TESTO DI RIFERIMENTO:
-----

In Italia sono 4,2 milioni le persone in trattamento, per lo più donne, e nel 60 per cento dei casi le cure sono inefficaci. Al vaglio degli esperti nuovi farmaci. Chi accusa questa patologia perde un totale di giorni di lavoro sette volte superiore rispetto a chi non ne soffre
Sono 41,2 milioni in Italia le persone in trattamento farmacologico per la depressione. Sono più donne che uomini. E tre volte su cinque la terapia assunta si dimostra inefficace. Ad accendere i riflettori su una patologia che, secondo l'Organizzazione mondiale della sanità, nel 2020 sarà la seconda causa di disabilità al mondo dopo le patologie cardiache è il congresso della Società italiana di neuropsicofarmacologia (Sinpf) che si è appena svolto a Cagliari.
La depressione è una patologia che ha pesanti ricadute non solo su chi ne è affetto, ma che si ripercuote anche su famiglie e mondo del lavoro. Basti pensare che i giorni lavorativi persi da un depresso sono sette volte superiori rispetto a quelli che perde chi depresso non è. Inoltre, una persona depressa su tre lo è ancora dopo un anno, una su 10 deve continuare la terapia dopo cinque anni dal primo episodio e che oltre la metà dei malati avrà una ricaduta nell'arco della sua esistenza.
Non stupisce allora che secondo una recente indagine condotta dall'Osservatorio nazionale sulla salute della donna (Onda) ben il 54% delle donne ritiene che la depressione sia addirittura più difficilmente curabile del tumore al seno. Come se non bastasse, "le terapie finora a disposizione non alleviano immediatamente i sintomi depressivi: il malato può avvertire prima gli effetti collaterali dei farmaci, come quelli gastrointestinali e sul sonno, ma anche disturbi della sfera sessuale e aumento di peso che spesso portano all'interruzione del trattamento", ha sottolineato il presidente della Sinpf, Giovanni Bigio, durante il congresso di Cagliari.

-----

Rispondi a queste domande basandoti sul testo sulla depressione:
1. In quale città si è svolto il congresso della Società italiana di neuropsicofarmacologia?
2. Quante volte superiori sono i giorni lavorativi persi da un depresso rispetto a quelli di chi non lo è?
3. Secondo l'indagine dell'Osservatorio nazionale sulla salute della donna, quale percentuale di donne ritiene la depressione più difficilmente curabile del tumore al seno?
Le righe non hanno alcun legame con il testo sulla depressione.

-----

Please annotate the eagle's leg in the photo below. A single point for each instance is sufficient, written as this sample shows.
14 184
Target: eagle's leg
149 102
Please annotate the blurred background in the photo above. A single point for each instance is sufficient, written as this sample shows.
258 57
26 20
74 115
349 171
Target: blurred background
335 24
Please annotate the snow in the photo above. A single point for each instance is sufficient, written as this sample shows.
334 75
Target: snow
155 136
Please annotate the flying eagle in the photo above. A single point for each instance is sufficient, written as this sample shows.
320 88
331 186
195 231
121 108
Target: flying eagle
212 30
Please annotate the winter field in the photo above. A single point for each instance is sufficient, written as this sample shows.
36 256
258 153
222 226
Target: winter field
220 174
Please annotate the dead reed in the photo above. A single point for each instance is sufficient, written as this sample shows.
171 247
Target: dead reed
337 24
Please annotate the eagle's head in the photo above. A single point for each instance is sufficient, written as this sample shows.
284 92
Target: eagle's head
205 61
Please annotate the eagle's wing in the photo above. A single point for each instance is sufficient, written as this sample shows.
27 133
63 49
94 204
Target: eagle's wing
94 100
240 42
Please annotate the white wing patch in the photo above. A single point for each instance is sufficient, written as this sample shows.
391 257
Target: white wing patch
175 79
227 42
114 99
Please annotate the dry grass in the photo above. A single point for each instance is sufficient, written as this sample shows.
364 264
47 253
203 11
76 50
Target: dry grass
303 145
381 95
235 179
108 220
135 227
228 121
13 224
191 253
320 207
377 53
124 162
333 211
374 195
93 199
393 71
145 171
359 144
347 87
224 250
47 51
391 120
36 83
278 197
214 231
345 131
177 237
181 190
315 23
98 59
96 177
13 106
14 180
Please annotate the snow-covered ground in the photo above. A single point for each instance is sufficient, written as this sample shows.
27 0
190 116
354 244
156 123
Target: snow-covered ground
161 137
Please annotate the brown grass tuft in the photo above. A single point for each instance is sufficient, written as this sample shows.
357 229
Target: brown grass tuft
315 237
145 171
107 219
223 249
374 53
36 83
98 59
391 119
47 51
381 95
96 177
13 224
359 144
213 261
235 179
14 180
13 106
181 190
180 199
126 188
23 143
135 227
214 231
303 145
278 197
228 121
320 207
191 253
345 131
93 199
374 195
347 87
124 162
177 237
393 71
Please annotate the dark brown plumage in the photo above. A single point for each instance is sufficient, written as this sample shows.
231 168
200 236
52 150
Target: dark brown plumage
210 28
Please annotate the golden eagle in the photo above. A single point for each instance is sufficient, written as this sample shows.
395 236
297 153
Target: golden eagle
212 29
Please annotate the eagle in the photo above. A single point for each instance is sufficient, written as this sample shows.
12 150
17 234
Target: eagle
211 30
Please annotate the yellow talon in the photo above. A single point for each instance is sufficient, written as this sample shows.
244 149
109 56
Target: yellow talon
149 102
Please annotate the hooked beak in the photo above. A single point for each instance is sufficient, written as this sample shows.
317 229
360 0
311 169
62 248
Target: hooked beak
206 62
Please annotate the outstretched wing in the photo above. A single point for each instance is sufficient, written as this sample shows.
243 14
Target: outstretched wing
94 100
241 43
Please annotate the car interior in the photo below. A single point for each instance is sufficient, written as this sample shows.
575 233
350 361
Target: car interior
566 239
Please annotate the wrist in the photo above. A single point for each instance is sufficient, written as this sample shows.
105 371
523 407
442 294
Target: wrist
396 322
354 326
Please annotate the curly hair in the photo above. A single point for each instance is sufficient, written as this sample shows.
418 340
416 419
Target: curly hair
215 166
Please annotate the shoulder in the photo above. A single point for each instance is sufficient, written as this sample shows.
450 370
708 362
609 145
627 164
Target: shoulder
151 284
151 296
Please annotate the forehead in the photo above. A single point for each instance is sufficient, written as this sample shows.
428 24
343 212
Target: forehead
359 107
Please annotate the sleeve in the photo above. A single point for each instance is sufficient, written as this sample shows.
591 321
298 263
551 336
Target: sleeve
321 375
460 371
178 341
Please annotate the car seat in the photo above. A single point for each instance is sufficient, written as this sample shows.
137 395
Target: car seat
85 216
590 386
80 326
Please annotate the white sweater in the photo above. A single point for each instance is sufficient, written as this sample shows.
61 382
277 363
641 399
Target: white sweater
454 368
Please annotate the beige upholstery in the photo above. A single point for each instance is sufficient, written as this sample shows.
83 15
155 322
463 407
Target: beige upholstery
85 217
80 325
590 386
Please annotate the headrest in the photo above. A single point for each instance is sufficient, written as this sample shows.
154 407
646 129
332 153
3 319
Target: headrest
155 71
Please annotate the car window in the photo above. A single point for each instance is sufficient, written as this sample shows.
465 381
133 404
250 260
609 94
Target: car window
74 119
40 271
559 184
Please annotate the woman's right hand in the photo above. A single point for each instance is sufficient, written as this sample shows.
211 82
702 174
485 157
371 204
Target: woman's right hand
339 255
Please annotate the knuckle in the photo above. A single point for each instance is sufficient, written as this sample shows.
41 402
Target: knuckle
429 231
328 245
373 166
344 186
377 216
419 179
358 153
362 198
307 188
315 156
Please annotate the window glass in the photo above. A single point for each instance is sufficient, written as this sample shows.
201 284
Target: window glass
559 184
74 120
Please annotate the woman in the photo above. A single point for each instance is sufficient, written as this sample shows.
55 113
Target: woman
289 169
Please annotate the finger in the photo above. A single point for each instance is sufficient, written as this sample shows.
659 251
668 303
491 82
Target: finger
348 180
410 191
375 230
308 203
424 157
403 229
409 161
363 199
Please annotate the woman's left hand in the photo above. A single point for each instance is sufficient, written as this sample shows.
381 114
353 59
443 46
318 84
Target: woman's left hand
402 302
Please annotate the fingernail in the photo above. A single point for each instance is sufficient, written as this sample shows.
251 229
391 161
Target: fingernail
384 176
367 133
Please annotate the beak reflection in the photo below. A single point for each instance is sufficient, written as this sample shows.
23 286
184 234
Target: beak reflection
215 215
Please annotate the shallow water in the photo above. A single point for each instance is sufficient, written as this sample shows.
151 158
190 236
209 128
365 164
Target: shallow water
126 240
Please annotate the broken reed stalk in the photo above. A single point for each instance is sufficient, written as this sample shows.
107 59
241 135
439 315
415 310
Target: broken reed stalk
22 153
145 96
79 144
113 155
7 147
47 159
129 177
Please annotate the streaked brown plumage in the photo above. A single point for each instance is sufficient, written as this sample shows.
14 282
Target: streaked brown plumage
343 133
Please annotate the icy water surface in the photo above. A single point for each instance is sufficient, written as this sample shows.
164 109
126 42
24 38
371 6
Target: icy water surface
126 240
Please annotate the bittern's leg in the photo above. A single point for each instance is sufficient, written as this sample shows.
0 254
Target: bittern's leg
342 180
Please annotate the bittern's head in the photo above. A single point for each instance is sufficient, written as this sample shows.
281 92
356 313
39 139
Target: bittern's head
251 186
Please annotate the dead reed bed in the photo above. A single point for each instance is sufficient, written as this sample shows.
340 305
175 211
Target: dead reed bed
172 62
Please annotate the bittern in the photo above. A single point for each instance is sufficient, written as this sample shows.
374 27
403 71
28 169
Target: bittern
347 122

-----

LA TUA SOLUZIONE:
1. A Cagliari.
2. Sette volte.
3. Il 54%.